_Given problem:_ Repeat precisely, and only, the lines between the line containing "the dog's front" and the end of the listing below, both ends included.
┄┄┄┄┄┄
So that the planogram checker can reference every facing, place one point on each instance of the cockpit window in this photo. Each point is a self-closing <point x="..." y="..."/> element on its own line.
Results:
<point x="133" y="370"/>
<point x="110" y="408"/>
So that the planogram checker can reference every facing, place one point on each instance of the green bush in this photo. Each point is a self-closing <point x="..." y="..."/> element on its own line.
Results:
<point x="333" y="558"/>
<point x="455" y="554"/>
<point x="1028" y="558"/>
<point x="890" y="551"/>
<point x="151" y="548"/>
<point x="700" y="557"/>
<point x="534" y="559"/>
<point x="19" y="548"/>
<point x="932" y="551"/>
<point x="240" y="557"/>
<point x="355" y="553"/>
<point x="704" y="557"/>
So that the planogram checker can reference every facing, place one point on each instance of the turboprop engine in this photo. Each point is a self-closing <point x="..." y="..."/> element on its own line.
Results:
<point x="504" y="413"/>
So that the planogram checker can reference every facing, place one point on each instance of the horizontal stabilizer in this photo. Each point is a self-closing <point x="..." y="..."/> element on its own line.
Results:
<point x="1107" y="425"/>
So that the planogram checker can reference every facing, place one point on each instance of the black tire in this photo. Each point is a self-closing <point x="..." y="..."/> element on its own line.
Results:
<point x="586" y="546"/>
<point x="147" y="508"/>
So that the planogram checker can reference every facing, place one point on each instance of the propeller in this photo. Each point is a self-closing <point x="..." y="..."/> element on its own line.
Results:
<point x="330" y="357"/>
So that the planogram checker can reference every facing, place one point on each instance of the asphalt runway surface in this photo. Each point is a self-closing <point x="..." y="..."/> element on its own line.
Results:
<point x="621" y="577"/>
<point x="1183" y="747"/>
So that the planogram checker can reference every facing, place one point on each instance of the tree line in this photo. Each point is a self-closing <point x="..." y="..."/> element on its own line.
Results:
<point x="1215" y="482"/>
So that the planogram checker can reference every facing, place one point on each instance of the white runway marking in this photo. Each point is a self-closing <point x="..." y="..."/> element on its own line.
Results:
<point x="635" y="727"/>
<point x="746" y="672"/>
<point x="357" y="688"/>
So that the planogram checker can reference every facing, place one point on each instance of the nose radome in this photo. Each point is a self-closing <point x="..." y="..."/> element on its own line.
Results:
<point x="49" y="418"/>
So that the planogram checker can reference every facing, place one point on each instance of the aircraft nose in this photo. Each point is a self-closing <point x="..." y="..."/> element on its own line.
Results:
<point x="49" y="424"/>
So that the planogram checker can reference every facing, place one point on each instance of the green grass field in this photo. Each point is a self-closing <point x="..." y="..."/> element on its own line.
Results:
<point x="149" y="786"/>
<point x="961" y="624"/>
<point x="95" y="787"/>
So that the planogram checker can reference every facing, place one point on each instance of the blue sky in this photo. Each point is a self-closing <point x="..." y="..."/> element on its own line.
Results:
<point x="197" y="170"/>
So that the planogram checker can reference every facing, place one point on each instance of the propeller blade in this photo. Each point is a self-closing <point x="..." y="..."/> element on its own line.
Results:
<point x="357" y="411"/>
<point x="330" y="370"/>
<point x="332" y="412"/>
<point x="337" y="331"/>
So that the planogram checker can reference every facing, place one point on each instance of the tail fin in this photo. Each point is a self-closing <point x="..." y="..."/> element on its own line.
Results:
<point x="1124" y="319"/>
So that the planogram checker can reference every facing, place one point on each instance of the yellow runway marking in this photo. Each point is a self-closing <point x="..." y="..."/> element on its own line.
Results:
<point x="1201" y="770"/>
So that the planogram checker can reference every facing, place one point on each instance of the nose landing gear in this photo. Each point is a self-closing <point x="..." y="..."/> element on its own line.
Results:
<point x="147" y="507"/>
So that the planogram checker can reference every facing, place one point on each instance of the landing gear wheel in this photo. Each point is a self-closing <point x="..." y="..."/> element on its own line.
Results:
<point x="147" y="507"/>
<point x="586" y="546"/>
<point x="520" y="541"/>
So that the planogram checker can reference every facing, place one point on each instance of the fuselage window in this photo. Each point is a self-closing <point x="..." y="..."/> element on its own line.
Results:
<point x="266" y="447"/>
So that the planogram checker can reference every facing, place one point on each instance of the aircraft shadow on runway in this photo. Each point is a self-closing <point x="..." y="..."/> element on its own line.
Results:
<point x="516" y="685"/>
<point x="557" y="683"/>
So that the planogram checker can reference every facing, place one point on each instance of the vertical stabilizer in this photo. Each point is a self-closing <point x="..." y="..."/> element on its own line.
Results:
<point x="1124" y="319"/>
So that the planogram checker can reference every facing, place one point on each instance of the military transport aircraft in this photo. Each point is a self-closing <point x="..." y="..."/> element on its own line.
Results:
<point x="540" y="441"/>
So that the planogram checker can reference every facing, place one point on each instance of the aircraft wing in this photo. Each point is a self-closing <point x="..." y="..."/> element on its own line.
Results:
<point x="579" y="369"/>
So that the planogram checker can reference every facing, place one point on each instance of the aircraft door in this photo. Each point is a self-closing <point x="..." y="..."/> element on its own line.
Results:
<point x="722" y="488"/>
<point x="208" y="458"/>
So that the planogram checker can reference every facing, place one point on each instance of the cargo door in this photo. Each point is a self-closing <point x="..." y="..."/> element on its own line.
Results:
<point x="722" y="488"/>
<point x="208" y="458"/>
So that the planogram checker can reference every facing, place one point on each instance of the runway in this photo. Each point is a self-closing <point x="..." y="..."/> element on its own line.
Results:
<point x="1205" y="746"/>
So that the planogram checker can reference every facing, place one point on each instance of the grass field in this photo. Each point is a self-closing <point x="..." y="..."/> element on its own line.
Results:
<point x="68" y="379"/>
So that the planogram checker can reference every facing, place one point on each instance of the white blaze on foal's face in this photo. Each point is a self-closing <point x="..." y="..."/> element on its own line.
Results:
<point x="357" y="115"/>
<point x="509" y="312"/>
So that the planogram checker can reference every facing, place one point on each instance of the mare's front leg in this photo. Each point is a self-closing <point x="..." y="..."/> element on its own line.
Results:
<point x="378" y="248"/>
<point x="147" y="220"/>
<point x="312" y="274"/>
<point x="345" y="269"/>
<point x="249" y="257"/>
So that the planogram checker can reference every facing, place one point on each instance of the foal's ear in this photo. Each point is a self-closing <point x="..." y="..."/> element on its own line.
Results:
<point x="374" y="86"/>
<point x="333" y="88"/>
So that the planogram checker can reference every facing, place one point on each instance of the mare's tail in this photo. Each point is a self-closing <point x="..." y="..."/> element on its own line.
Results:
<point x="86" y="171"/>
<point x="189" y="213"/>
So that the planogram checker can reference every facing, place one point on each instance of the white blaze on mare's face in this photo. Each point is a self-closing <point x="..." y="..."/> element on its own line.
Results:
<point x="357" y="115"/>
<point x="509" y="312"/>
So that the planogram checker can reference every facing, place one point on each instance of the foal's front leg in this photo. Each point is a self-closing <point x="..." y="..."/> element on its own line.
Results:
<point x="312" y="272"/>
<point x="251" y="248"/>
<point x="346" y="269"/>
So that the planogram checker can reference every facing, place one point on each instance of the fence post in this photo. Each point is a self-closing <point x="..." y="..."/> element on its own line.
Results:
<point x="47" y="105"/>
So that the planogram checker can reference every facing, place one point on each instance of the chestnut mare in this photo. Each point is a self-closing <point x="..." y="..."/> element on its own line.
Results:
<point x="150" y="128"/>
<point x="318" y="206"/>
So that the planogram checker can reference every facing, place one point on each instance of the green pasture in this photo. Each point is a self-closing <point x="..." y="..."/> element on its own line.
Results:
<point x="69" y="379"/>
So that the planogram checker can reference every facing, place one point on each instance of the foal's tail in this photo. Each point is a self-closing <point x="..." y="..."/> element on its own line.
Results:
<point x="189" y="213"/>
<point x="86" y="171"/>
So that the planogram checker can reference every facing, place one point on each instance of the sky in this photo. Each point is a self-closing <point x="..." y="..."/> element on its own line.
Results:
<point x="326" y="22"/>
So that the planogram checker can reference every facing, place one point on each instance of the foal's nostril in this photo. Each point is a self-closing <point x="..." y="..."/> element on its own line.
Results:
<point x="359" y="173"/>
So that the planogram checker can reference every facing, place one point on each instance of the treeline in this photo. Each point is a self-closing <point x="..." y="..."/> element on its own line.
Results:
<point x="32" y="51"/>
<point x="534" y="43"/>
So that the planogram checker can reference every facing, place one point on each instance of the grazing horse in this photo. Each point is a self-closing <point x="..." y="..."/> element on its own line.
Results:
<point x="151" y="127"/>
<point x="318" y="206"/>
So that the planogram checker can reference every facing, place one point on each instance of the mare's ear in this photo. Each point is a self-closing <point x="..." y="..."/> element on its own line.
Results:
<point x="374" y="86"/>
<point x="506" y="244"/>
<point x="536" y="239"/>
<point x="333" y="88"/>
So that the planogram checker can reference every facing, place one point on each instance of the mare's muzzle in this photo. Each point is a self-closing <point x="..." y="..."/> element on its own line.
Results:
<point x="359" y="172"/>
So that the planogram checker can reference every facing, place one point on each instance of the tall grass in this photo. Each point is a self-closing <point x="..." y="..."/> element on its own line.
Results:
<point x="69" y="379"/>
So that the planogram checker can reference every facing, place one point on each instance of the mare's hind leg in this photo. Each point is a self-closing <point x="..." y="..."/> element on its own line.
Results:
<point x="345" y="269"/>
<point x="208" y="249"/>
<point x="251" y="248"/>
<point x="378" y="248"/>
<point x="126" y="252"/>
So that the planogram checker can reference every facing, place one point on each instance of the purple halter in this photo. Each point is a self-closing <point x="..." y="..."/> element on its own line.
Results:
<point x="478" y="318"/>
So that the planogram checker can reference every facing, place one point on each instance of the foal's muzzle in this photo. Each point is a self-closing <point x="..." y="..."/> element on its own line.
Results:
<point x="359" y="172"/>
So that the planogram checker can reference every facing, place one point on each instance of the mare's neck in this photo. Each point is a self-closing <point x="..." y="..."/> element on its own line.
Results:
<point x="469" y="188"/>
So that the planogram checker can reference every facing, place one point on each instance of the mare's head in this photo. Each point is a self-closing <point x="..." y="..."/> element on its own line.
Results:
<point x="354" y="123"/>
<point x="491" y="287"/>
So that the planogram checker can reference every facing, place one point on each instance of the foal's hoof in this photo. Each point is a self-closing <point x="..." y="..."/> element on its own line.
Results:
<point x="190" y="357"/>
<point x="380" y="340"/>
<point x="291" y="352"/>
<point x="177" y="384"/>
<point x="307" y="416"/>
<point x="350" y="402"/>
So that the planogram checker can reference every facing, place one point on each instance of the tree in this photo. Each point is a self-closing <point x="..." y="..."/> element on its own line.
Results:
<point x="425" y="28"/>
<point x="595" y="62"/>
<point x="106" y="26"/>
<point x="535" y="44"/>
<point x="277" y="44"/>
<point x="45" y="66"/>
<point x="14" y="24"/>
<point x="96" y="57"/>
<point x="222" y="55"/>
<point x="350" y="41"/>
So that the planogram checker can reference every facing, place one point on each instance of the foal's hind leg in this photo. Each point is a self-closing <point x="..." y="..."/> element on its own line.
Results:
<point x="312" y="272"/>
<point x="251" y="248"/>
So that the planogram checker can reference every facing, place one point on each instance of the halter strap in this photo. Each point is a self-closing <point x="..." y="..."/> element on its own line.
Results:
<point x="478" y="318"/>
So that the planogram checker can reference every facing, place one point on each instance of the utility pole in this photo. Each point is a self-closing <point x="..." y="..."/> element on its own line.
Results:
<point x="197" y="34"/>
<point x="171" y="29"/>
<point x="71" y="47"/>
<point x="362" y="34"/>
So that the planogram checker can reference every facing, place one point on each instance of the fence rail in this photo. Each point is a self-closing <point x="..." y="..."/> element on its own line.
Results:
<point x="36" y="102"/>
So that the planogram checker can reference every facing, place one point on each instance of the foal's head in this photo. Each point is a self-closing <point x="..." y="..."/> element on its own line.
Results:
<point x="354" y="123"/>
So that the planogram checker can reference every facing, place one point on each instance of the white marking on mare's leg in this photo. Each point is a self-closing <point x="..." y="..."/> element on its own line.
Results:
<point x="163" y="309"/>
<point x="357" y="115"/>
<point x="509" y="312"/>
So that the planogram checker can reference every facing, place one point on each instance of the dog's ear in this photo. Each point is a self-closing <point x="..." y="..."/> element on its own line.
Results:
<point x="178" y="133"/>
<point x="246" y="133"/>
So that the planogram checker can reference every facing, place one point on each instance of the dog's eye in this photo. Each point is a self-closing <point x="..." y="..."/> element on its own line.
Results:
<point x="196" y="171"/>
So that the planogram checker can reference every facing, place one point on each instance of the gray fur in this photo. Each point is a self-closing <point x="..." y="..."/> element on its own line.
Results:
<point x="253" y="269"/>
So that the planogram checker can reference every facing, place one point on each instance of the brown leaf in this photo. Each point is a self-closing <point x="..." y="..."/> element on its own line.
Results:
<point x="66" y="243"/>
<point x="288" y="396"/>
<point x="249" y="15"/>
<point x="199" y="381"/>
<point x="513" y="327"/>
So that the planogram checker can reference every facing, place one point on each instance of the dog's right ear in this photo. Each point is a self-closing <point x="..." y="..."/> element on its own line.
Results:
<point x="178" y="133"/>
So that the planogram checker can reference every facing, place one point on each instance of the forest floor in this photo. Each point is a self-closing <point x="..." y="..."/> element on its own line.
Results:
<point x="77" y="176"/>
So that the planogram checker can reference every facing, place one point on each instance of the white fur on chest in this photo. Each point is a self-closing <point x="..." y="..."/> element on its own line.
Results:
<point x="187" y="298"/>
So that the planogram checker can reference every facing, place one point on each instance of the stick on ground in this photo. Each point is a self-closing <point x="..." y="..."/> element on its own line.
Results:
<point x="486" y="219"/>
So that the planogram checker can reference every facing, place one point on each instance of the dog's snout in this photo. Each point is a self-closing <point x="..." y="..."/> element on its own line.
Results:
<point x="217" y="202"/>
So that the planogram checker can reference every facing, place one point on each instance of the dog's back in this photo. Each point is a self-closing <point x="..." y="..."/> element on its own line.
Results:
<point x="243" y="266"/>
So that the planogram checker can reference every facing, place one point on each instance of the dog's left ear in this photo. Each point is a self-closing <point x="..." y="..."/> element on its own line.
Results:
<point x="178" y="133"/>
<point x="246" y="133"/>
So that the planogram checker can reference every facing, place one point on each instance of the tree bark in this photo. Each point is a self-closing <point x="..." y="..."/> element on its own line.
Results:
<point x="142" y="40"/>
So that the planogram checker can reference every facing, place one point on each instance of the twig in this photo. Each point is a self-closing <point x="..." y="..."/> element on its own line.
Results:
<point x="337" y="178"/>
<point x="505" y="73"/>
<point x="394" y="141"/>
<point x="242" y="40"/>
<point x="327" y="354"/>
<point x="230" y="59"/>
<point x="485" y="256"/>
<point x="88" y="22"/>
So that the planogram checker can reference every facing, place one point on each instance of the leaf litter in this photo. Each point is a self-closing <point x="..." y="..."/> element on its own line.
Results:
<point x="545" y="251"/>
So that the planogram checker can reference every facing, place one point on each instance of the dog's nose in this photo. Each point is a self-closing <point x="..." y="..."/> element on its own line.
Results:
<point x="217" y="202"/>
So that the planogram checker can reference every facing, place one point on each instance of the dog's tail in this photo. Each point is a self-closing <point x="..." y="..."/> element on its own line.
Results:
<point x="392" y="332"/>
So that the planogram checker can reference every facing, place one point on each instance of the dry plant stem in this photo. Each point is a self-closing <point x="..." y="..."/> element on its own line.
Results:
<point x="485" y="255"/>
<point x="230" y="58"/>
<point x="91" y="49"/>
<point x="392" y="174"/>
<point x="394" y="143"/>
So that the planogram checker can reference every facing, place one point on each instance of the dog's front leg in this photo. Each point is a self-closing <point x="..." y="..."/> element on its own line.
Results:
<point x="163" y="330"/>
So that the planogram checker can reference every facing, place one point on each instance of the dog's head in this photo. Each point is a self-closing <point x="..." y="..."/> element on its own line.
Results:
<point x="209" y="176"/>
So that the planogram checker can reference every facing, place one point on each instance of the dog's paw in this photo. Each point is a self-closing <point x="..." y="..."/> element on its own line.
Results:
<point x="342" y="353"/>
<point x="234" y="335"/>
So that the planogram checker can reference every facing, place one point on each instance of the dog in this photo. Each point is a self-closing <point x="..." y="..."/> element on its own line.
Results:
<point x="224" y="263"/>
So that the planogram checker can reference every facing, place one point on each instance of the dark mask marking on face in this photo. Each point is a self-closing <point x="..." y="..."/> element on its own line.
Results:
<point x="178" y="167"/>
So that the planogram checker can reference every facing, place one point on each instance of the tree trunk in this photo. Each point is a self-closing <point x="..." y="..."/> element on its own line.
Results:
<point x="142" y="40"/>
┄┄┄┄┄┄
_Result:_
So that the planogram checker can reference every facing, place one point on each instance of the dog's front leg in this photo. Each point is a self-closing <point x="..." y="..."/> element on its own line.
Results:
<point x="163" y="330"/>
So that the planogram checker can reference every facing, place one point on each instance of the dog's head in this photo. Each point is a self-closing <point x="..." y="..."/> element on its own line.
Results:
<point x="209" y="176"/>
So that the planogram checker can reference every facing, place one point on each instance of the dog's paw in this photo. Each point is a self-closing <point x="..." y="..."/> element on its own line.
Results:
<point x="342" y="353"/>
<point x="234" y="335"/>
So that the planogram checker can reference every facing, place one point on each instance of the dog in this photo. Each point is a self-closing <point x="..." y="..."/> element on its own line.
Results:
<point x="224" y="263"/>
So that the planogram checker can reference every facing, place one point on each instance of the dark mask marking on face in this photo. Each point is a self-closing <point x="..." y="..."/> element on its own line.
Results:
<point x="178" y="167"/>
So that the planogram checker can reference every facing, place one point on each instance of the tree trunk in this photo. Each point is a self-closing <point x="..." y="..."/> element on its own line.
Results:
<point x="142" y="40"/>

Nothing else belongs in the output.